Point-per-instance localization data
◆ ◆ ◆ ◆
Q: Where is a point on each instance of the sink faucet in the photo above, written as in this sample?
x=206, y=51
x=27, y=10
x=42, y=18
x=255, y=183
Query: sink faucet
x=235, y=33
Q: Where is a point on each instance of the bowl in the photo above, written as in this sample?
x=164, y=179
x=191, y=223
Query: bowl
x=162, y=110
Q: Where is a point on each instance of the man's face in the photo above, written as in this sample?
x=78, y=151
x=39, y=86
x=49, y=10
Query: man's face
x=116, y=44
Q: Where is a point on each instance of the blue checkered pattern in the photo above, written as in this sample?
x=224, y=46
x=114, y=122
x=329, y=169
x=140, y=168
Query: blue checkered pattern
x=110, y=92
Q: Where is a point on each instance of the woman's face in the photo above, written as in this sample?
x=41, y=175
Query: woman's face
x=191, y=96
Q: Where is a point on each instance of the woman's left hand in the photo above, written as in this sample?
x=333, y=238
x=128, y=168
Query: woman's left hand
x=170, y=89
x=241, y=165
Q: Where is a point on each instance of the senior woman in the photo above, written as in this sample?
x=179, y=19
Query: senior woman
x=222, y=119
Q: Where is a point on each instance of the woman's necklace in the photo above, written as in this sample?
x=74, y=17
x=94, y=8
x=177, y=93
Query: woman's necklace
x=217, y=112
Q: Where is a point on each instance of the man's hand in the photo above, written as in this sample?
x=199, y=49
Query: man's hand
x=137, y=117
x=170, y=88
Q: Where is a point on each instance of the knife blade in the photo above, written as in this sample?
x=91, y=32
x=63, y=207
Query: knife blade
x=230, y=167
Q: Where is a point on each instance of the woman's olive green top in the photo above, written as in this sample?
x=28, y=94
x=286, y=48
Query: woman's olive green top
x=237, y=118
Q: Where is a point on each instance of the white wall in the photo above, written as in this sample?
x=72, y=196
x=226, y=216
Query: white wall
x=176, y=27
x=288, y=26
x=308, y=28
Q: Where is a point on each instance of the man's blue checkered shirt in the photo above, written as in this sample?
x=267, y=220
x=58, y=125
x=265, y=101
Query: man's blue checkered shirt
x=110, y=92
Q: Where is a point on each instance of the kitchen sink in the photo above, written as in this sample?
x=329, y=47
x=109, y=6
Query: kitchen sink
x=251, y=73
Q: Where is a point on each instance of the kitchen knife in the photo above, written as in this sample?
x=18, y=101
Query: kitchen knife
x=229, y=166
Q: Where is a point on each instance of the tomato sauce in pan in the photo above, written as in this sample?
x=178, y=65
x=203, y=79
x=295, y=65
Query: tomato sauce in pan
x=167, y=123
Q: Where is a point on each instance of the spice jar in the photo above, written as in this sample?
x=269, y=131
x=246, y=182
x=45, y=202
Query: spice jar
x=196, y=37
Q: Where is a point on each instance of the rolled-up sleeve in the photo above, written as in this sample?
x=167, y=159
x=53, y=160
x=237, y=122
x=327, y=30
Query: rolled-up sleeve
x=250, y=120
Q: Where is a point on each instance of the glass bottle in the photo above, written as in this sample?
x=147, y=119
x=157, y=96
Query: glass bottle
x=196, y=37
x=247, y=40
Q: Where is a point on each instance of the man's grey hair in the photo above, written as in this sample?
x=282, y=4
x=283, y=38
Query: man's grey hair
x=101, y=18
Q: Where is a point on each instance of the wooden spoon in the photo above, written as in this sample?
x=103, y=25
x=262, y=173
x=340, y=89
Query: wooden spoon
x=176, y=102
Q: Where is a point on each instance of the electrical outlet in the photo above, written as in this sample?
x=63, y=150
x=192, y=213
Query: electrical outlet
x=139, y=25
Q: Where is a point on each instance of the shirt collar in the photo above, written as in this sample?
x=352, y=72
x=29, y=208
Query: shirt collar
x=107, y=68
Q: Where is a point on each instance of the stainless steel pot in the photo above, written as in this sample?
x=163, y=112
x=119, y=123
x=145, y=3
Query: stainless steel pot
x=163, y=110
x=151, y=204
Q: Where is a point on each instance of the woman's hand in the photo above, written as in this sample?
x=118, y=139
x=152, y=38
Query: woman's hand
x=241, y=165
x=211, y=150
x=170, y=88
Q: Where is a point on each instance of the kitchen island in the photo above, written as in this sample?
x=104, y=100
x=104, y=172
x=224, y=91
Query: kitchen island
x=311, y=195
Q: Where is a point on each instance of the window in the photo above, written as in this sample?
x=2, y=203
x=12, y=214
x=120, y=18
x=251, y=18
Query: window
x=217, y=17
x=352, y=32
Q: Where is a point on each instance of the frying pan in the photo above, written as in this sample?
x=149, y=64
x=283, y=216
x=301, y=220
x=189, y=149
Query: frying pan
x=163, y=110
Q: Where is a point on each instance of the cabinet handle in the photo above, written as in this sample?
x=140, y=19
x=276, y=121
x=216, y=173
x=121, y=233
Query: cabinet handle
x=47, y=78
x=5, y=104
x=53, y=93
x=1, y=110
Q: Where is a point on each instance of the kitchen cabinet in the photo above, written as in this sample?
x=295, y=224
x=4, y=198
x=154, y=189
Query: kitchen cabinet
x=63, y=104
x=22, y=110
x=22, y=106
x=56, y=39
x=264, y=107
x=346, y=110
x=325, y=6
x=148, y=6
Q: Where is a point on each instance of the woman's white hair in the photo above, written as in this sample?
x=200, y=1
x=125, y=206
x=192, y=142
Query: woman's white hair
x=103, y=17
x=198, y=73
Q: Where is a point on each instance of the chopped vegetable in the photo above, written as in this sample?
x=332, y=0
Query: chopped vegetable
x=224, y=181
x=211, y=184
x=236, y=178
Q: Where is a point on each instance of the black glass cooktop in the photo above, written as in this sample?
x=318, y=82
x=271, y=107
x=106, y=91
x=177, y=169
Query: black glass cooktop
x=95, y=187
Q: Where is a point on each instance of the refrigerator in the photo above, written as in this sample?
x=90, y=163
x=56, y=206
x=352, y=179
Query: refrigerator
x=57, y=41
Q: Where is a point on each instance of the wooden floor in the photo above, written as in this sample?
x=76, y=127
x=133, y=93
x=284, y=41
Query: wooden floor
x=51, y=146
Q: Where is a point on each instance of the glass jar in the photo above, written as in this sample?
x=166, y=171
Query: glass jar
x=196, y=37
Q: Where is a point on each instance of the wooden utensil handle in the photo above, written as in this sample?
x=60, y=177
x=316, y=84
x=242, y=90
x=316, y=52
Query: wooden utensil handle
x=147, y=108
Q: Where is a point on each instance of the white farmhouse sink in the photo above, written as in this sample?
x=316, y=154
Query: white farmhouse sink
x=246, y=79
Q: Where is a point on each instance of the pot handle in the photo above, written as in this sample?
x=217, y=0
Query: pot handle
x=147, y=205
◆ ◆ ◆ ◆
All of the lines above should be returned exactly as written.

## WRITTEN SOLUTION
Q: Where is a point on each instance of the sink faucet in the photo above, written as in this sample?
x=206, y=51
x=27, y=10
x=42, y=18
x=255, y=183
Query: sink faucet
x=235, y=33
Q: Where is a point on each instance of the bowl in the photo above, written as in this sample?
x=164, y=179
x=191, y=223
Query: bowl
x=162, y=110
Q: Where is a point on each instance of the man's face in the photo above, written as in this sample?
x=78, y=151
x=39, y=86
x=49, y=10
Query: man's face
x=116, y=44
Q: Where is a point on each instance of the blue checkered pattern in the photo above, written as in this sample?
x=224, y=46
x=114, y=122
x=329, y=169
x=140, y=168
Query: blue checkered pattern
x=110, y=92
Q: Where is a point on each instance of the woman's face in the photo above, written as in this sample?
x=41, y=175
Query: woman's face
x=191, y=96
Q: Where is a point on each instance of the woman's left hand in the photo above, written as in this sample?
x=333, y=238
x=128, y=168
Query: woman's left hand
x=170, y=89
x=241, y=165
Q: Where is a point on each instance of the senior woman in the photo above, written as in this sample?
x=179, y=19
Query: senior woman
x=222, y=119
Q: Where is a point on each instance of the woman's necklace in the photo above, written as in this sample?
x=74, y=17
x=94, y=8
x=177, y=93
Query: woman's necklace
x=217, y=112
Q: Where is a point on each instance of the man's hand in the photo above, written as in this sample?
x=199, y=49
Query: man's hand
x=137, y=117
x=170, y=88
Q: Where is a point on each instance of the knife blade in the photo above, written as in this sample?
x=91, y=32
x=63, y=207
Query: knife blade
x=230, y=167
Q: Where is a point on each instance of the woman's olive green top in the photo above, written as in this sample?
x=28, y=94
x=286, y=48
Query: woman's olive green top
x=237, y=118
Q: Where is a point on each instance of the white wall in the photo above, written as in this sample?
x=72, y=196
x=226, y=216
Query: white wall
x=176, y=27
x=288, y=26
x=308, y=28
Q: Where is a point on each instance of the man's blue checkered shirt in the photo above, written as in this sample?
x=267, y=220
x=58, y=125
x=265, y=101
Query: man's blue checkered shirt
x=110, y=92
Q: Where is a point on each instance of the kitchen sink in the photo above, written as in this sample?
x=329, y=47
x=109, y=6
Query: kitchen sink
x=251, y=73
Q: Where is a point on each instance of the kitchen knife in the photo above, written as in this sample?
x=18, y=101
Query: kitchen knife
x=229, y=166
Q: Where is a point on each instance of the tomato sauce in pan in the photo above, written as in this sample?
x=178, y=65
x=203, y=79
x=295, y=65
Query: tomato sauce in pan
x=167, y=123
Q: Where is a point on each instance of the spice jar in the photo above, written as in this sample?
x=269, y=131
x=246, y=182
x=45, y=202
Query: spice jar
x=196, y=37
Q: Where is a point on each instance of the rolled-up sleeve in the photo above, written as in this sample?
x=167, y=159
x=53, y=160
x=237, y=122
x=327, y=30
Query: rolled-up sleeve
x=250, y=120
Q: Where is a point on each instance of the glass bottle in the photo above, written as in this sample?
x=147, y=119
x=157, y=96
Query: glass bottle
x=196, y=37
x=247, y=40
Q: Where is a point on each instance of the man's grey hair in the photo above, written as in this sample?
x=282, y=4
x=283, y=38
Query: man's grey hair
x=101, y=18
Q: Where is a point on each instance of the wooden spoon in the photo above, written as in this sample?
x=103, y=25
x=262, y=173
x=340, y=89
Query: wooden spoon
x=176, y=102
Q: Where is a point on each instance of the electrical outlet in the photo above, written as in this sample?
x=63, y=150
x=192, y=213
Query: electrical outlet
x=139, y=25
Q: Where is a point on each instance of the shirt collar in the photo above, written as in this sample?
x=352, y=72
x=29, y=208
Query: shirt collar
x=107, y=68
Q: Where is a point on each instance of the stainless steel pot in the photo above, written as in this sample?
x=163, y=112
x=119, y=123
x=145, y=3
Query: stainless steel pot
x=163, y=110
x=151, y=204
Q: Where is a point on each instance of the woman's hand in the photo above, written as in this sample?
x=118, y=139
x=152, y=38
Query: woman's hand
x=241, y=165
x=211, y=150
x=170, y=88
Q: Where is a point on each instance of the kitchen island in the photo above, written as in this sample?
x=104, y=100
x=104, y=172
x=224, y=91
Query: kitchen island
x=311, y=195
Q: Where is a point on each instance of the window in the photo above, written as in this sample?
x=2, y=203
x=12, y=214
x=120, y=18
x=251, y=18
Query: window
x=217, y=17
x=352, y=32
Q: Where is a point on each instance of the frying pan in the photo above, written as in this sample?
x=149, y=64
x=283, y=216
x=301, y=220
x=189, y=149
Query: frying pan
x=163, y=110
Q: Where is a point on each instance of the cabinet handle in the photo above, written as in this sample?
x=140, y=19
x=276, y=121
x=216, y=173
x=121, y=233
Query: cabinet handle
x=47, y=78
x=5, y=104
x=53, y=93
x=1, y=110
Q: Where is a point on each instance of the kitchen cabinet in the photo above, written as in this sample?
x=295, y=224
x=4, y=198
x=154, y=189
Query: kitchen cabinet
x=63, y=104
x=22, y=110
x=22, y=106
x=56, y=39
x=264, y=107
x=346, y=110
x=325, y=6
x=148, y=6
Q: Where is a point on each instance of the woman's white hair in the photo above, written as in this sample?
x=200, y=1
x=125, y=206
x=192, y=142
Query: woman's white hair
x=103, y=17
x=198, y=73
Q: Where is a point on each instance of the chopped vegetable in the photo above, written as in this sample?
x=332, y=0
Query: chopped vegetable
x=224, y=181
x=211, y=184
x=236, y=178
Q: Where is a point on each instance of the black glass cooktop in the photo above, written as in this sample?
x=318, y=82
x=271, y=107
x=106, y=91
x=177, y=169
Query: black glass cooktop
x=95, y=187
Q: Where is a point on each instance of the refrigerator in the photo above, written as in this sample?
x=90, y=163
x=56, y=206
x=352, y=179
Query: refrigerator
x=57, y=41
Q: Where is a point on each instance of the wooden floor in the photo above, written as in this sample?
x=76, y=127
x=133, y=93
x=284, y=41
Query: wooden floor
x=51, y=146
Q: Where is a point on each instance of the glass jar in the photo above, written as in this sample?
x=166, y=171
Query: glass jar
x=196, y=37
Q: Where is a point on each instance of the wooden utensil handle in the photo above, written as in this sample?
x=60, y=177
x=316, y=84
x=242, y=90
x=316, y=52
Query: wooden utensil handle
x=147, y=108
Q: Where is a point on each instance of the white farmhouse sink in the photo above, written as in this sample?
x=316, y=154
Query: white farmhouse sink
x=246, y=79
Q: Where is a point on each instance of the pot handle in the photo above, written as in this sample?
x=217, y=0
Query: pot handle
x=147, y=205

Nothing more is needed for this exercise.